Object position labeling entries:
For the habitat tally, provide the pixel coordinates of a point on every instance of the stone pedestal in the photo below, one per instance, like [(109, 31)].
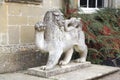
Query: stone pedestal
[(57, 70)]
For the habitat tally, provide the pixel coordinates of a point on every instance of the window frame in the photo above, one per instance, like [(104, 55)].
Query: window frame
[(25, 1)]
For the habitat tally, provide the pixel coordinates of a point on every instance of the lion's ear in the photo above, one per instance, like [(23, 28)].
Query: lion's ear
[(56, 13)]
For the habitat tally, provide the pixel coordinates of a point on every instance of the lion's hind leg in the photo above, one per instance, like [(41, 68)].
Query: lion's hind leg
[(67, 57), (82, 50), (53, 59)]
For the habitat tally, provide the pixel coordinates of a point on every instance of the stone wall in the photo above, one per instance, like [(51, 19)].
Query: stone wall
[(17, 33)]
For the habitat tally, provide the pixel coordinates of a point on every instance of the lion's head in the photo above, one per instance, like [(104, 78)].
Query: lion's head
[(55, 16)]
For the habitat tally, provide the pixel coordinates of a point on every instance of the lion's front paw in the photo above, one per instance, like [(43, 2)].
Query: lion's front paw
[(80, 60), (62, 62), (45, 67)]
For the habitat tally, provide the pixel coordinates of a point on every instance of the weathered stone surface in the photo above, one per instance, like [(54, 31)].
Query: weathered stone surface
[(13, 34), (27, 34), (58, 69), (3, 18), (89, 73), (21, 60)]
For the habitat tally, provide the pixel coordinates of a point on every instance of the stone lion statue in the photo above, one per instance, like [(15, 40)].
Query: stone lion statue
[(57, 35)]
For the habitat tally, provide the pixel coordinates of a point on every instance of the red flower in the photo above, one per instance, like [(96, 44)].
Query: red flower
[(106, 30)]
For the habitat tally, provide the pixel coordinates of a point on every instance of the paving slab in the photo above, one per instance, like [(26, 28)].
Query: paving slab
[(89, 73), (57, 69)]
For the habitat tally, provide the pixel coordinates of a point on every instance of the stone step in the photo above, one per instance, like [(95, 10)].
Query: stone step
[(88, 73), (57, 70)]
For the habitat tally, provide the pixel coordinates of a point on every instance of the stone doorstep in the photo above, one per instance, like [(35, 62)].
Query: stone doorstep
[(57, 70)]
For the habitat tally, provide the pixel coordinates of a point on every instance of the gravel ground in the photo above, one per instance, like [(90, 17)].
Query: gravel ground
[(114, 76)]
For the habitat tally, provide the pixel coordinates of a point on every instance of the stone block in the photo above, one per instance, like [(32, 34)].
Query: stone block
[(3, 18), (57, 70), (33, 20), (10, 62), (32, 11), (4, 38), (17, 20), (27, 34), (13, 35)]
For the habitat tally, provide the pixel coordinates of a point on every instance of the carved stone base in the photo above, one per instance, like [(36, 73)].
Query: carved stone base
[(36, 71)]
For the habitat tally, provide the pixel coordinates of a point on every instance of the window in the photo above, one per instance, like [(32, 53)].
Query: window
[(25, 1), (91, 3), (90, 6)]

- Given problem
Can you edit everything in the listing from the line containing "like [(41, 68)]." down to the line containing "[(80, 60), (62, 62), (45, 67)]", replacing "habitat tally" with "wildlife survey" and changing nothing else? Return only those lines.

- Finished exercise
For the wildlife survey, provide the pixel coordinates of a point on every instance of the lion's hind leg in the photo above, one per instance, like [(41, 68)].
Query: lion's hind leg
[(67, 57), (82, 50), (53, 59)]
For the wildlife survey, provide the pixel coordinates of a point on every instance of the stone wall in the photo above, one per instance, like [(51, 19)].
Query: stone wall
[(17, 33)]
For the wildlife survey, provide the pixel coordinates of a point on every instance of the lion's head in the photo above, one per instance, like [(104, 78)].
Query: lion's head
[(55, 16)]
For the wildlife survey, provide the pixel coordinates of a point on every instance of the lion's front paw in the photo above, one per instance, like [(43, 2)].
Query: lion's front paw
[(80, 60), (62, 62), (45, 67)]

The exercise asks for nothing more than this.